* [Set exercise]
Convert the records below into a two-column CSV with the header row request,point and one row for each request, holding its full text and its answer. Put each value in one quoted field with line breaks replaced by spaces, and leave out the pictures.

§ §

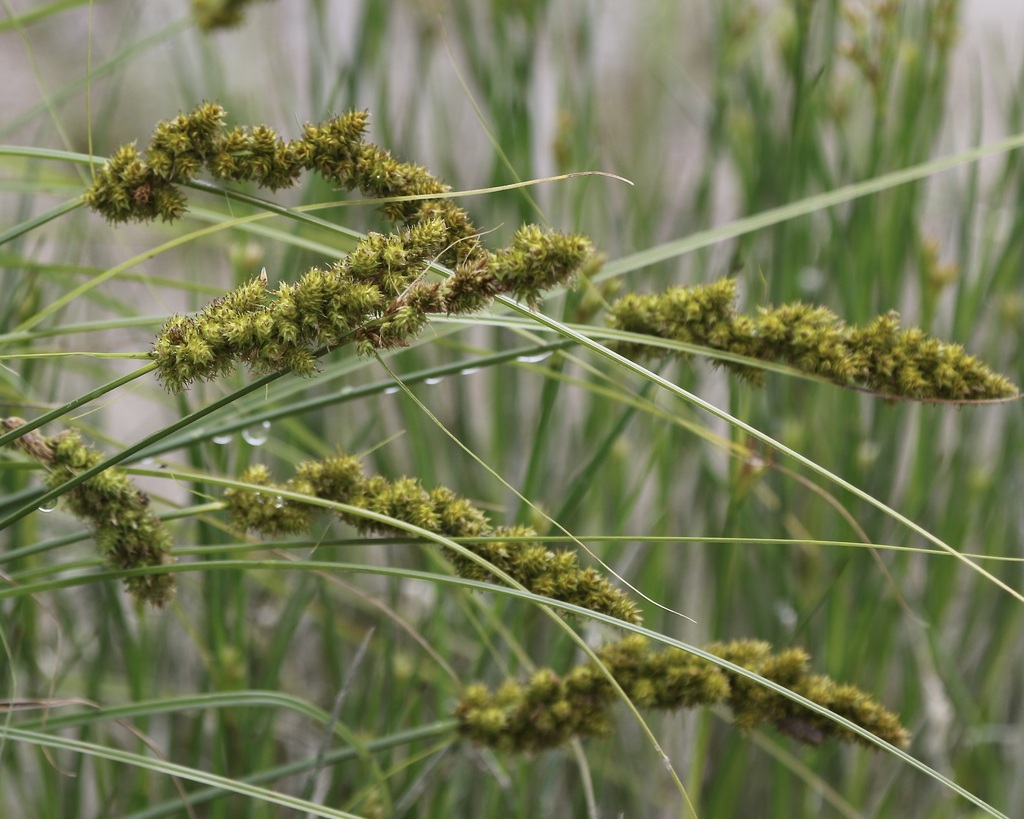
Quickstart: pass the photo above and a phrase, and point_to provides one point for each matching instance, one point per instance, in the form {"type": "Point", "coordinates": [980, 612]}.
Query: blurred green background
{"type": "Point", "coordinates": [715, 112]}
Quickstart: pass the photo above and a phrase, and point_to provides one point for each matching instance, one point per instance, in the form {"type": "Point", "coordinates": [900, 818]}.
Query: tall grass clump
{"type": "Point", "coordinates": [342, 484]}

§ §

* [In response]
request,point
"Quickstart: pass the photo above and a phrase, and point_to provides one point for each matching instance, one point per instance, in the form {""type"": ""Point"", ""coordinates"": [980, 612]}. Query: blurred green background","{""type"": ""Point"", ""coordinates"": [715, 112]}"
"Quickstart: pass the photo above and a phrase, and point_to provides one point for each matching instance, one point per instance, in the form {""type"": ""Point"", ""coordinates"": [900, 818]}. Query: tall grass clump","{""type"": ""Point"", ""coordinates"": [342, 484]}"